### EXERCISE
When the string "navy" is part of a line in the data below, report the whole line.

======== EXERCISE INPUT

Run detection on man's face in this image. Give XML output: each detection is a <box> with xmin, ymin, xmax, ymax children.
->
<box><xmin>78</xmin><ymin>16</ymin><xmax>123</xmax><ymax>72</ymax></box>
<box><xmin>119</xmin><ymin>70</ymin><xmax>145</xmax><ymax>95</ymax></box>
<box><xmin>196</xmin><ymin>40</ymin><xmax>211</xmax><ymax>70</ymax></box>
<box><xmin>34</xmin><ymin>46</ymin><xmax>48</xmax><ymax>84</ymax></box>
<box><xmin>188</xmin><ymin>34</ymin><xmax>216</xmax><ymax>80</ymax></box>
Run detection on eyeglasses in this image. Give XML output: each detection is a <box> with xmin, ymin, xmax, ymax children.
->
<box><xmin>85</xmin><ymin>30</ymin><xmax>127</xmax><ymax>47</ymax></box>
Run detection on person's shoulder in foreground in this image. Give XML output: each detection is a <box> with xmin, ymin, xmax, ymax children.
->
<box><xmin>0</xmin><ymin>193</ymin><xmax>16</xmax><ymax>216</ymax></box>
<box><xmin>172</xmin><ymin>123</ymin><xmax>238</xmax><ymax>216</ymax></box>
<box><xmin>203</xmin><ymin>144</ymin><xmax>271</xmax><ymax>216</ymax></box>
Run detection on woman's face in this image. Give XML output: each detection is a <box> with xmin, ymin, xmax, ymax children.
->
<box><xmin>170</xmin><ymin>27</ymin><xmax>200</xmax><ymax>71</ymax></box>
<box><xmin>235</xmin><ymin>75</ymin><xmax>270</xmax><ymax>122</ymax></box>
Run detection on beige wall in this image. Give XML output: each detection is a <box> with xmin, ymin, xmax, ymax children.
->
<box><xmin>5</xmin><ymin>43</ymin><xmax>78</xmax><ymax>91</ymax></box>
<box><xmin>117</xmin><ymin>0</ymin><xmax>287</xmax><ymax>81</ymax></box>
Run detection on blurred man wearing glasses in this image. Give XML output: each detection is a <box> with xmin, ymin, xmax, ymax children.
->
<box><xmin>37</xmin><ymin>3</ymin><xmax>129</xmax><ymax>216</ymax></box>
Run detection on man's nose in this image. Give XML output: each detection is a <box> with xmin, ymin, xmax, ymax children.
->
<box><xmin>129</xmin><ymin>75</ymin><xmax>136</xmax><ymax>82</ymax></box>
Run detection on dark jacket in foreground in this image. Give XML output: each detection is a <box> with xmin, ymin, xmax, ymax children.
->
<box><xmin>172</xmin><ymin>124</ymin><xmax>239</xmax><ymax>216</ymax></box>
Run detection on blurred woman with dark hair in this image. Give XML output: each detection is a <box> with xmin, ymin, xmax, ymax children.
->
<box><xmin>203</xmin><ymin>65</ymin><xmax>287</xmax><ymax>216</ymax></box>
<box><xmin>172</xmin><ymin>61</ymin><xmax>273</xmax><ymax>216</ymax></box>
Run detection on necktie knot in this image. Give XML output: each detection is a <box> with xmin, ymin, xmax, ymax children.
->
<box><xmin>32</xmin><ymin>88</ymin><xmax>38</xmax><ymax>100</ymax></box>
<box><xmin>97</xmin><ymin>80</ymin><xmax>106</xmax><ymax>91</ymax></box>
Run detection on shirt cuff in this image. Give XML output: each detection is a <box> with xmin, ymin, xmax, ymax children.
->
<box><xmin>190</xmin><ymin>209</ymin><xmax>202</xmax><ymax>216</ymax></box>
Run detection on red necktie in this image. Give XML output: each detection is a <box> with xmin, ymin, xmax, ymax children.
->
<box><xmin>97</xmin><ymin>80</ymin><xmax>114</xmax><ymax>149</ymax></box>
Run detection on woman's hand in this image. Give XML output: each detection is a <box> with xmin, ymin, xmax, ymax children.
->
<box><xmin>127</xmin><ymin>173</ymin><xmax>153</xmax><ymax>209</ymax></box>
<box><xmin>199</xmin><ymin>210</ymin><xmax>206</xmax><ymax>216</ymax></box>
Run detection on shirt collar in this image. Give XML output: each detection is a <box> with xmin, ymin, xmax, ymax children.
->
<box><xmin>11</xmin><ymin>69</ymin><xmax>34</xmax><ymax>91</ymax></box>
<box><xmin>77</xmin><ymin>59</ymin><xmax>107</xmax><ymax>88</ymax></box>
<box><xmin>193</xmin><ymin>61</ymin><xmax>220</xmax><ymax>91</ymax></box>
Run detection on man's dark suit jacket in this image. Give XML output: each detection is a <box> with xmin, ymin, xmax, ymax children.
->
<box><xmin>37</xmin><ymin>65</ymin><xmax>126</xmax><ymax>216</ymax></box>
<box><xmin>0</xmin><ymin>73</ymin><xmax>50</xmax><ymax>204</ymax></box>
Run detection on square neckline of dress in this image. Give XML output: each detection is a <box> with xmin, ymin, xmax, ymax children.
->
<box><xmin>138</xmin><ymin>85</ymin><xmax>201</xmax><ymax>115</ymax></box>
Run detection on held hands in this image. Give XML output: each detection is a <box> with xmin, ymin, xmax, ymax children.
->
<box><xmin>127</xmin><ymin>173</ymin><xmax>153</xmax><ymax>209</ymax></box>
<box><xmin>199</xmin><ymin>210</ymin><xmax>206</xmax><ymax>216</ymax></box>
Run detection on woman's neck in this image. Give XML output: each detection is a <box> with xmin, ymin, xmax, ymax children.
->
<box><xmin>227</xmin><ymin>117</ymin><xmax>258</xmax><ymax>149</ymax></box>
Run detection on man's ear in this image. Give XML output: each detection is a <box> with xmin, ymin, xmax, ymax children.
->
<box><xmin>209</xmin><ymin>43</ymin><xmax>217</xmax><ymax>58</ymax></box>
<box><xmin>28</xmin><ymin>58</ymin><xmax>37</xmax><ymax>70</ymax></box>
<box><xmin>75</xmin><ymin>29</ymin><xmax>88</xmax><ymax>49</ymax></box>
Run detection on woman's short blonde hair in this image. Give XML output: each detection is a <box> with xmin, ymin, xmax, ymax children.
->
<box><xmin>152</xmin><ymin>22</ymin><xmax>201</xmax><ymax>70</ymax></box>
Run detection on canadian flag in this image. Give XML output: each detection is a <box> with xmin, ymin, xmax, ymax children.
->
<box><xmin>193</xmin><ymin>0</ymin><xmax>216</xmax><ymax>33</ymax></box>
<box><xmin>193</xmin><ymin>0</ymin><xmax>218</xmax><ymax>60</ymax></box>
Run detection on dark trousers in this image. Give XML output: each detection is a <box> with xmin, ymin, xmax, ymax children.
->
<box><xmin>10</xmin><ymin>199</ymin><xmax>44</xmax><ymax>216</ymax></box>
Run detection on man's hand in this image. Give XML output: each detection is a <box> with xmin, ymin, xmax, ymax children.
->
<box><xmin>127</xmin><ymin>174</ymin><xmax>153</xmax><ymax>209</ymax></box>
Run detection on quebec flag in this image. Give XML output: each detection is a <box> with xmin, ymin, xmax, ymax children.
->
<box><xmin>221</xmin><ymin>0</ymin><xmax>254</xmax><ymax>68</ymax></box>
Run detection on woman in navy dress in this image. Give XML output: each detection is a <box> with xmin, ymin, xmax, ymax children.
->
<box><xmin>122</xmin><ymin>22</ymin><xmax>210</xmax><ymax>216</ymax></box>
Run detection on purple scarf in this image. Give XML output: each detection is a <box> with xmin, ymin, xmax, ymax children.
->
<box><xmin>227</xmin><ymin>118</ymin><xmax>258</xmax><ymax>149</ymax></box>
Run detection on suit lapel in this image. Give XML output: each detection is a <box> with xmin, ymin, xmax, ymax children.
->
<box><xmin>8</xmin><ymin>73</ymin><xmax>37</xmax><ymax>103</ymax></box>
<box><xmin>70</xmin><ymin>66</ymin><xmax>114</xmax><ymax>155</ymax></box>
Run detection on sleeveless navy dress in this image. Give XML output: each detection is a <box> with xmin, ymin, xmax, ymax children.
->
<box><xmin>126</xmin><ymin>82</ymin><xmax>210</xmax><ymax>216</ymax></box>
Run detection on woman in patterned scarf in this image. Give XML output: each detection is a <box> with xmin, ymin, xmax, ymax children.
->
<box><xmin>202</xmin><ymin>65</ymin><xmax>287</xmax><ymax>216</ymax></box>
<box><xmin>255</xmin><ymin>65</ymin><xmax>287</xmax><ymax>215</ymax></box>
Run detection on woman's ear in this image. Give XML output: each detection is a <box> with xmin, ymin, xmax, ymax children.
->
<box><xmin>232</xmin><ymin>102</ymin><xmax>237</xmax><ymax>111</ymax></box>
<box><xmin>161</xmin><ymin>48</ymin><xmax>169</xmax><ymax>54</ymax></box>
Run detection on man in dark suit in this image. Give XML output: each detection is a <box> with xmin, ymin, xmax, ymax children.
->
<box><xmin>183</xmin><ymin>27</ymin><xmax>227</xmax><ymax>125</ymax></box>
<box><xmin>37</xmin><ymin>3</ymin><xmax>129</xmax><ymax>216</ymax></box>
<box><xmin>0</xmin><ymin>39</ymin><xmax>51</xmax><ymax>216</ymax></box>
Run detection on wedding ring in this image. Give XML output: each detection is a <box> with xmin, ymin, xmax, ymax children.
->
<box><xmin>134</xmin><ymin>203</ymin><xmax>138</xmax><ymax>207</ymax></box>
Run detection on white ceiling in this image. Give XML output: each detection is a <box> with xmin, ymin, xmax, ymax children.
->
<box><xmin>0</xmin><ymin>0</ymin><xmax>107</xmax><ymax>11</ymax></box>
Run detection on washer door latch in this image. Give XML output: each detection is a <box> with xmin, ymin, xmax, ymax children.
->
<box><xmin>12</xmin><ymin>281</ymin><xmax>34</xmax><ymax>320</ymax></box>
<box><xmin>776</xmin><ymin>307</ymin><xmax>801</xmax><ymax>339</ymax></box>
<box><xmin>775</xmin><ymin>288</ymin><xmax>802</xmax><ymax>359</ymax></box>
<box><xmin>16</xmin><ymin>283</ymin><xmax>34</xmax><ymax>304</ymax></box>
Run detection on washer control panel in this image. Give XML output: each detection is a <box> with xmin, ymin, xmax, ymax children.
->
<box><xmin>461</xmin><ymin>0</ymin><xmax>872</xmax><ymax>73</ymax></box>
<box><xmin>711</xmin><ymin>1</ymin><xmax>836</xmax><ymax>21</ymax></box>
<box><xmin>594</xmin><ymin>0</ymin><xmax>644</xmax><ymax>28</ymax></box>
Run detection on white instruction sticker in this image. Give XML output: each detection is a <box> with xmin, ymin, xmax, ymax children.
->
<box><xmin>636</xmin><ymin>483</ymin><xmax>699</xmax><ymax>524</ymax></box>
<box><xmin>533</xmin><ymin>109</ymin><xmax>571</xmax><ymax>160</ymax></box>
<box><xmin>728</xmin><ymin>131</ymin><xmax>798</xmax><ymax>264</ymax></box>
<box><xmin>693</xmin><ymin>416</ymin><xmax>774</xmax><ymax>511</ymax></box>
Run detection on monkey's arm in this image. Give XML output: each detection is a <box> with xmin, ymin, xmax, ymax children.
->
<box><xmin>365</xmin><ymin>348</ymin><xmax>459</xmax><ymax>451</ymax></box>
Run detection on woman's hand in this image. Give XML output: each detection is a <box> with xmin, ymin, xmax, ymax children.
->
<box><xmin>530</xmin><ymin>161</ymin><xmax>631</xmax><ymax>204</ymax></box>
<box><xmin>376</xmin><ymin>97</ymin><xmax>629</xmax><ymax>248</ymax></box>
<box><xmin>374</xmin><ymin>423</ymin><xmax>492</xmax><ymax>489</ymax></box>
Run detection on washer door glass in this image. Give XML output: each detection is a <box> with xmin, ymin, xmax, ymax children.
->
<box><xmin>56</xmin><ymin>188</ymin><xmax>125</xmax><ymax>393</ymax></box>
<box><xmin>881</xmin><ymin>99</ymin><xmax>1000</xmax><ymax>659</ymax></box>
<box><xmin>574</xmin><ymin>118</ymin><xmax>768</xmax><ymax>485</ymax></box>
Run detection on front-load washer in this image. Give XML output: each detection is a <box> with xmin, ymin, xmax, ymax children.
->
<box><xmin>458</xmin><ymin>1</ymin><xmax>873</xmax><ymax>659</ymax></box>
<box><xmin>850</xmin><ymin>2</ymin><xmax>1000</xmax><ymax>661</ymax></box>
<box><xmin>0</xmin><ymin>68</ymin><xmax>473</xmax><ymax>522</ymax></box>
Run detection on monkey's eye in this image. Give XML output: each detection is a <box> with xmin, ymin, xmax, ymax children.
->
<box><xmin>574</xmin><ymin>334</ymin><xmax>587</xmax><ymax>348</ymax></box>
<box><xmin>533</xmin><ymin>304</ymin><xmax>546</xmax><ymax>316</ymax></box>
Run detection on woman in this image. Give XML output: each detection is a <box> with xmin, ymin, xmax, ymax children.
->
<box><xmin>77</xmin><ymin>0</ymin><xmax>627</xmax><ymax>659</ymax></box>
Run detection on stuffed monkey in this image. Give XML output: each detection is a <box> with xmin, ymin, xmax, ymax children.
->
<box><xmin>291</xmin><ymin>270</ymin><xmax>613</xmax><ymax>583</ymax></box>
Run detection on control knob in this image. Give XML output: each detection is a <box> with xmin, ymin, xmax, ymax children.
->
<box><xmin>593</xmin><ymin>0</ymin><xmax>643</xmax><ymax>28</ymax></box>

================

### ANSWER SPACE
Run detection on woman in navy dress in this image. Give XML output: each detection is a <box> with xmin, ymin, xmax, ymax children.
Run detection on sleeveless navy dress in this image. Give XML output: each detection is a <box> with xmin, ymin, xmax, ymax children.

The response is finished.